=== Input for this task ===

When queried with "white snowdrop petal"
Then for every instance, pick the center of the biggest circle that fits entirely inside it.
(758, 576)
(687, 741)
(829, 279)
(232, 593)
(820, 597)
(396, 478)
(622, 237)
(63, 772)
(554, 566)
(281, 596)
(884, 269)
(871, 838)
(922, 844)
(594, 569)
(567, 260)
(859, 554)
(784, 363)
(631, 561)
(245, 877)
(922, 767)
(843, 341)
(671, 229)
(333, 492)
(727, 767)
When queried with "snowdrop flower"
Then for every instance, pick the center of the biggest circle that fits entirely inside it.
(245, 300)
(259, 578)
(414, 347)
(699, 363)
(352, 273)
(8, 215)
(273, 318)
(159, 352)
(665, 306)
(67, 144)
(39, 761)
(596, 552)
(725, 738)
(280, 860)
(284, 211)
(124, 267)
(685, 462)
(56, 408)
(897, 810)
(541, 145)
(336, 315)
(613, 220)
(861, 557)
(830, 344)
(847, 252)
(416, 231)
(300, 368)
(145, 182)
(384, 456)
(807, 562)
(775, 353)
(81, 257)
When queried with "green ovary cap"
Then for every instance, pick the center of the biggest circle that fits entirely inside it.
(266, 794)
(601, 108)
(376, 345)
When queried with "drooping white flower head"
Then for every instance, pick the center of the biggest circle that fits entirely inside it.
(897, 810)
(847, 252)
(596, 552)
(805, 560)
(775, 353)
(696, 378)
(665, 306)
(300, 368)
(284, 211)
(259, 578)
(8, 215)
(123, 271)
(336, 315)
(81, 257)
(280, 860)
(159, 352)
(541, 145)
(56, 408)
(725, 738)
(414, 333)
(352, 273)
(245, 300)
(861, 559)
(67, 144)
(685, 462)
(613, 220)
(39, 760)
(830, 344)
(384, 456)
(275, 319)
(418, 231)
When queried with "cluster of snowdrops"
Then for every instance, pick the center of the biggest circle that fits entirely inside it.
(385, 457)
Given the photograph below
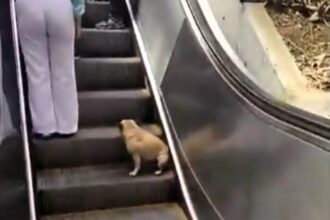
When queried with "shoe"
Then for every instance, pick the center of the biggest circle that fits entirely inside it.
(40, 136)
(111, 23)
(60, 135)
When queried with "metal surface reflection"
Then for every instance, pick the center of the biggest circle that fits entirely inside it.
(248, 166)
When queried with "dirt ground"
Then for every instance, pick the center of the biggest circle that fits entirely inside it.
(307, 41)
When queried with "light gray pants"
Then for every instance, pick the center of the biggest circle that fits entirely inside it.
(46, 32)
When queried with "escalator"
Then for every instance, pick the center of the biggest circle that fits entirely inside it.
(244, 155)
(86, 176)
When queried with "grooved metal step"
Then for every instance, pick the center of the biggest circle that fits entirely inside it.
(101, 187)
(109, 107)
(95, 12)
(92, 146)
(169, 211)
(105, 43)
(109, 73)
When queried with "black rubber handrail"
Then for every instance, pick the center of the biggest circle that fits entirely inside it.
(309, 122)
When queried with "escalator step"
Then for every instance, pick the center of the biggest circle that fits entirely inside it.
(105, 43)
(170, 211)
(90, 146)
(109, 107)
(101, 187)
(95, 13)
(109, 73)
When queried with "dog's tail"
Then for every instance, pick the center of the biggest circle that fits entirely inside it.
(163, 158)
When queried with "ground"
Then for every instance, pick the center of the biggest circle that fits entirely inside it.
(308, 41)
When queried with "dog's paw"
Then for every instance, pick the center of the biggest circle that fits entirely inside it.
(133, 173)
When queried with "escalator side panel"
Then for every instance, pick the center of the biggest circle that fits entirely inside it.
(248, 168)
(13, 189)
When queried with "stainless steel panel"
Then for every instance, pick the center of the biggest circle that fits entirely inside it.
(13, 189)
(159, 22)
(249, 165)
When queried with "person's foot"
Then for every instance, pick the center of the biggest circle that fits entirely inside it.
(68, 135)
(41, 136)
(111, 23)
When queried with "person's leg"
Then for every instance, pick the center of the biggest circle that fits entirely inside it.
(33, 38)
(60, 25)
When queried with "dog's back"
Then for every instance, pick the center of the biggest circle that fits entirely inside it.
(142, 142)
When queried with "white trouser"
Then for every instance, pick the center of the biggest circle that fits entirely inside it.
(46, 31)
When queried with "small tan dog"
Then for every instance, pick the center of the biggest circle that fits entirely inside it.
(143, 145)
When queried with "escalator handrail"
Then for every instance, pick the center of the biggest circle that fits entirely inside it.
(232, 72)
(23, 121)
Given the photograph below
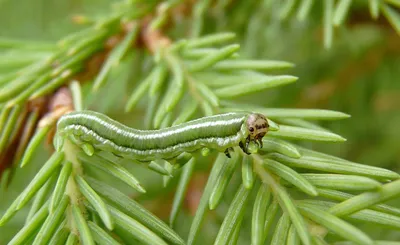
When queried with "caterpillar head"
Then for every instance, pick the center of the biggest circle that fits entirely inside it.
(257, 126)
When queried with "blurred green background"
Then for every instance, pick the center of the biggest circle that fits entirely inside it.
(358, 75)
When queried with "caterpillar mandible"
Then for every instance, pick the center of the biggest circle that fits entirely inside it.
(93, 130)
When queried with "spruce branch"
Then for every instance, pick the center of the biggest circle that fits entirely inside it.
(185, 78)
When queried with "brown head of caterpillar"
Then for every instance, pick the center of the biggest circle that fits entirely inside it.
(257, 127)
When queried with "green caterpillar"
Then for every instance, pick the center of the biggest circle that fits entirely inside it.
(92, 130)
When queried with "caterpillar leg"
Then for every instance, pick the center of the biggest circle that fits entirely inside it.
(227, 152)
(245, 146)
(260, 144)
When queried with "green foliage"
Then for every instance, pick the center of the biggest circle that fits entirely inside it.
(286, 193)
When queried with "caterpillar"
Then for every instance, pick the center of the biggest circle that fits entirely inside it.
(96, 131)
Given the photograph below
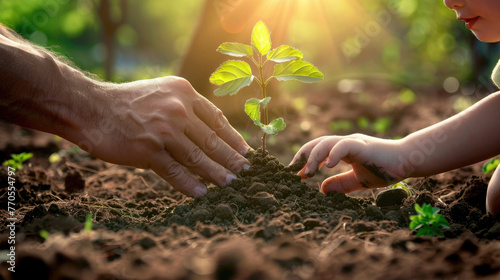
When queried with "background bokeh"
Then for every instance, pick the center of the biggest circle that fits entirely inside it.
(410, 42)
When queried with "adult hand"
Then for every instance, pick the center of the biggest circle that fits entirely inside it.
(375, 162)
(165, 125)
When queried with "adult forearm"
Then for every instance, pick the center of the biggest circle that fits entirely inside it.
(39, 91)
(466, 138)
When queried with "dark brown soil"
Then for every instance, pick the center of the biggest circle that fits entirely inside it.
(268, 224)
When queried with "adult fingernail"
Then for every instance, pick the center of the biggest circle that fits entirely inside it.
(229, 178)
(199, 191)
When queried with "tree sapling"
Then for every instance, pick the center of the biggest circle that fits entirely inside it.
(233, 75)
(428, 221)
(17, 160)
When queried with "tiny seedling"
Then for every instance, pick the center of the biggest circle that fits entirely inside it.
(17, 160)
(44, 234)
(491, 165)
(233, 75)
(428, 221)
(88, 223)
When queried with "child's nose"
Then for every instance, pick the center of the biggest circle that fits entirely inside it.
(454, 4)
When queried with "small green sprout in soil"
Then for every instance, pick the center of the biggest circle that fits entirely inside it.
(233, 75)
(17, 160)
(44, 234)
(491, 165)
(428, 221)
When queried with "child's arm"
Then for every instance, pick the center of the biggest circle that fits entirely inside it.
(466, 138)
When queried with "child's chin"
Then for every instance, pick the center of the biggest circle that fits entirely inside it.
(487, 38)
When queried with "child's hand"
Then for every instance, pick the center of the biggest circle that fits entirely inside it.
(375, 162)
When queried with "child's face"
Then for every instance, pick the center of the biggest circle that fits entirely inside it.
(482, 17)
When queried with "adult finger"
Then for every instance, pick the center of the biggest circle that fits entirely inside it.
(173, 172)
(306, 149)
(319, 154)
(215, 120)
(214, 147)
(345, 183)
(184, 151)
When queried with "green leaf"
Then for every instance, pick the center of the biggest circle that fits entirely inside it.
(273, 127)
(284, 53)
(261, 38)
(231, 76)
(235, 49)
(297, 70)
(252, 107)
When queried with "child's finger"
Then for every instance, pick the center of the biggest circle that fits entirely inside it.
(306, 149)
(346, 149)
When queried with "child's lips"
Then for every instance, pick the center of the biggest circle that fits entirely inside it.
(469, 22)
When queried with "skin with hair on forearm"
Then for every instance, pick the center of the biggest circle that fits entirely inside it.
(466, 138)
(162, 124)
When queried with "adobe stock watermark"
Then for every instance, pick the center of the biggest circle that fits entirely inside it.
(364, 35)
(31, 25)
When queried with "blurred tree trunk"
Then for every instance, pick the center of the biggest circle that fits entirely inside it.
(110, 25)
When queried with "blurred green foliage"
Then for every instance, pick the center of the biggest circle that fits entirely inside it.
(149, 44)
(411, 41)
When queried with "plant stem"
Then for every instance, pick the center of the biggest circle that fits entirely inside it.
(263, 87)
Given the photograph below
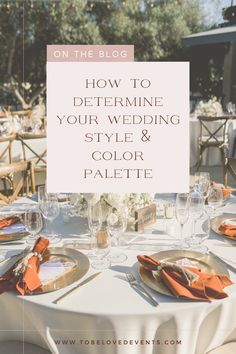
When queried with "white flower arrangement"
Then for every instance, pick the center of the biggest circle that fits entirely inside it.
(211, 108)
(128, 202)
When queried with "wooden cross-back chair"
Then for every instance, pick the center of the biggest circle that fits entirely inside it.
(16, 175)
(39, 159)
(213, 133)
(229, 168)
(5, 154)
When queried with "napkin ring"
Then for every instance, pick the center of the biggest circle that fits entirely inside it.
(189, 276)
(23, 264)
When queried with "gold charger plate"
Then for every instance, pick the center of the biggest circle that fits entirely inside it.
(218, 220)
(77, 272)
(205, 262)
(11, 237)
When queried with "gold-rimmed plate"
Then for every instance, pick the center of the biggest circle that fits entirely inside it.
(79, 267)
(223, 219)
(13, 233)
(205, 262)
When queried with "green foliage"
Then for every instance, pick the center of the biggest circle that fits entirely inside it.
(155, 27)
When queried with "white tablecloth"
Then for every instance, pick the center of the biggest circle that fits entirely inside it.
(212, 156)
(107, 316)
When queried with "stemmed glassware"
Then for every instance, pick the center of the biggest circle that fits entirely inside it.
(49, 206)
(99, 238)
(116, 223)
(197, 203)
(33, 222)
(202, 231)
(215, 198)
(202, 183)
(182, 215)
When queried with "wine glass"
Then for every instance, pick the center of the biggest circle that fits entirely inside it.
(196, 209)
(116, 223)
(50, 209)
(33, 222)
(42, 193)
(215, 198)
(202, 183)
(202, 232)
(182, 215)
(99, 237)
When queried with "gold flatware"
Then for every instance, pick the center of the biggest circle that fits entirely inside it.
(205, 262)
(87, 280)
(230, 266)
(134, 282)
(220, 219)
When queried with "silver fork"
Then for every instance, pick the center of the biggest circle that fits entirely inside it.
(134, 282)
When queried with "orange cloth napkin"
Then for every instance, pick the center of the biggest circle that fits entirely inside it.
(206, 287)
(29, 280)
(228, 230)
(9, 221)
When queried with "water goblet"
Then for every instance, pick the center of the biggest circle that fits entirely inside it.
(33, 222)
(202, 183)
(202, 232)
(215, 198)
(182, 215)
(197, 203)
(116, 223)
(50, 209)
(100, 238)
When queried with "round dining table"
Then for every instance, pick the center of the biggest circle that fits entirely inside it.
(107, 315)
(212, 155)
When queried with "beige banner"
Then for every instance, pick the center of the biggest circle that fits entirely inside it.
(90, 53)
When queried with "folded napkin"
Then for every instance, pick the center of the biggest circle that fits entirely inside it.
(188, 282)
(23, 275)
(228, 230)
(9, 221)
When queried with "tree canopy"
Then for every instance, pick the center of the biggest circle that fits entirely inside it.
(155, 27)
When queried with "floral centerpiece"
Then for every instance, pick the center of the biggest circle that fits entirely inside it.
(109, 201)
(210, 108)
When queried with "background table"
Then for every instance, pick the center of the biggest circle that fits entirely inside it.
(211, 156)
(108, 309)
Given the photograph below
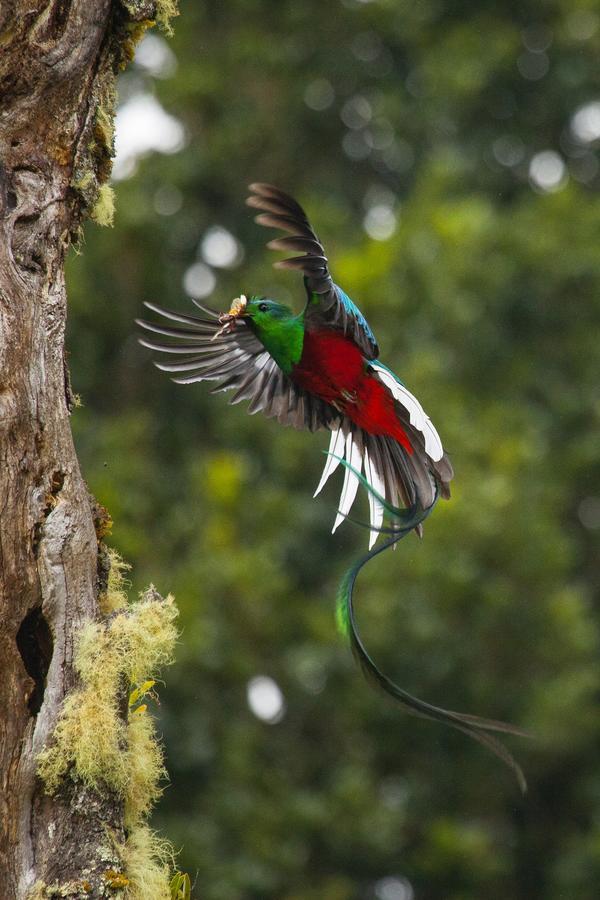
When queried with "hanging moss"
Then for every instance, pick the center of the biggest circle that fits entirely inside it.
(93, 161)
(115, 595)
(103, 210)
(94, 741)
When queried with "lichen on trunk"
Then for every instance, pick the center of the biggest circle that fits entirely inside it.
(58, 70)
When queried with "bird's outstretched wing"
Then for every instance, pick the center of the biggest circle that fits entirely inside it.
(238, 361)
(327, 303)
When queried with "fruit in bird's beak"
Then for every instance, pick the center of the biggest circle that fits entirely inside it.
(228, 320)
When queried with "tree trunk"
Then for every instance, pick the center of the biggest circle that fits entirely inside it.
(58, 63)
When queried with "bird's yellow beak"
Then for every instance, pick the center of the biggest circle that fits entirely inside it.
(227, 320)
(238, 307)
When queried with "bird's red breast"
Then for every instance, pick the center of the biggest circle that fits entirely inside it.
(333, 368)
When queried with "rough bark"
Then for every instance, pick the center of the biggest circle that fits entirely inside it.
(58, 62)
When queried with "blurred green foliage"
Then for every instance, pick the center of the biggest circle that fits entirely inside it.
(451, 128)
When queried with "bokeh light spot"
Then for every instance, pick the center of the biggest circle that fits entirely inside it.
(547, 171)
(265, 699)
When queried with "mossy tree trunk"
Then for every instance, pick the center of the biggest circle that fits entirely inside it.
(58, 63)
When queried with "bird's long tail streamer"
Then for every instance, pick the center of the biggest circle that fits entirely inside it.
(405, 520)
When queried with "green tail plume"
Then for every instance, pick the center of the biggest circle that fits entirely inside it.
(405, 520)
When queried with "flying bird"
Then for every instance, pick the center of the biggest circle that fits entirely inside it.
(319, 369)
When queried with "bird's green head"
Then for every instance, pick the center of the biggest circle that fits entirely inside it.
(275, 325)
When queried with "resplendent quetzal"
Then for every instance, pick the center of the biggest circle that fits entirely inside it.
(319, 369)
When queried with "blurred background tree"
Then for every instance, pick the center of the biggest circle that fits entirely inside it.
(447, 154)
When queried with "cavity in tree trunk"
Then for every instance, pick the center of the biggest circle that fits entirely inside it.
(58, 64)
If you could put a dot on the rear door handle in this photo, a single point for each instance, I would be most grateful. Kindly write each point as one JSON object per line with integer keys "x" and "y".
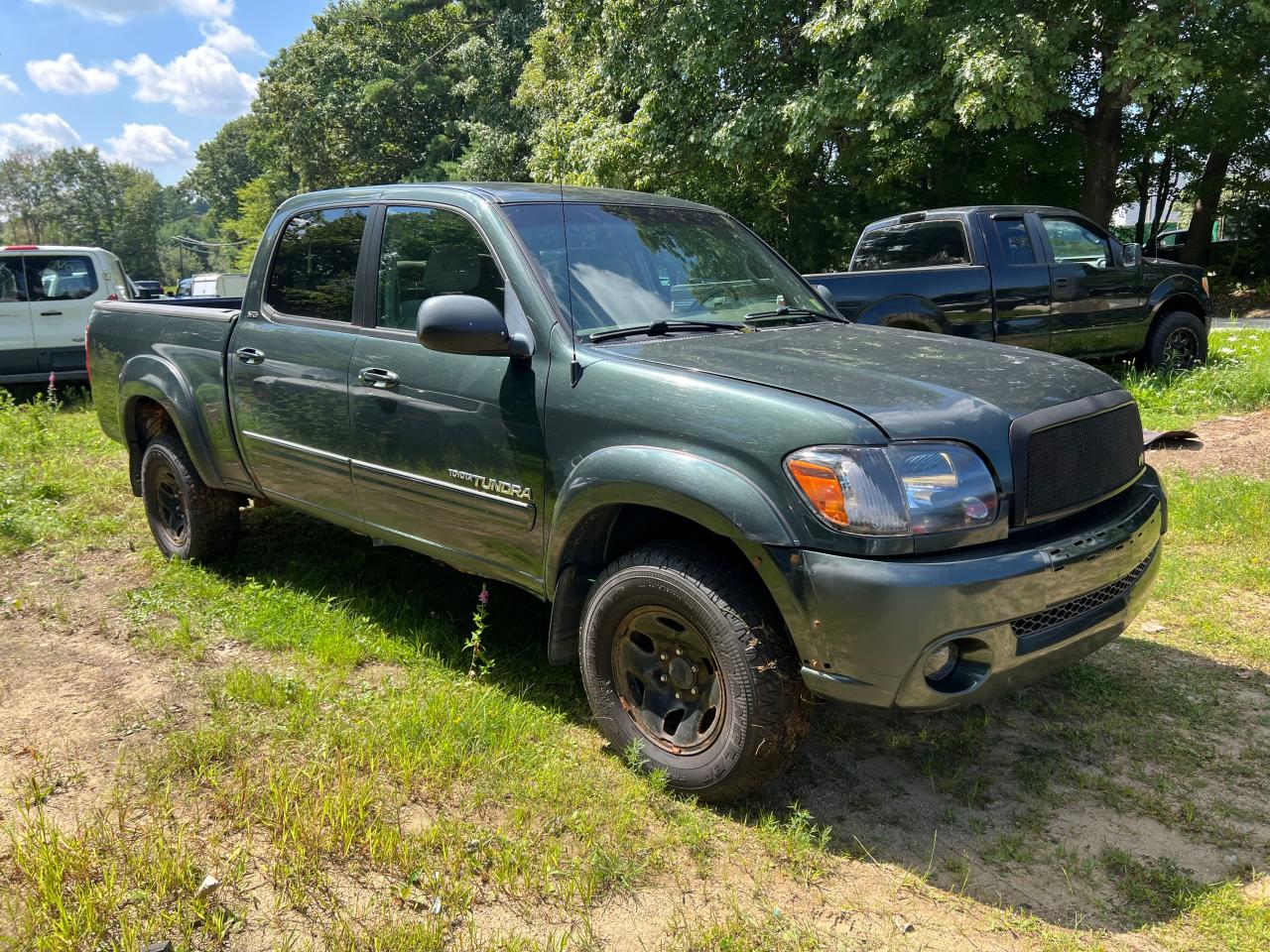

=== Exercise description ===
Check each line of the listing above for the word "handrail". Then state how many lines have it, and nothing further.

=== Output of the task ===
2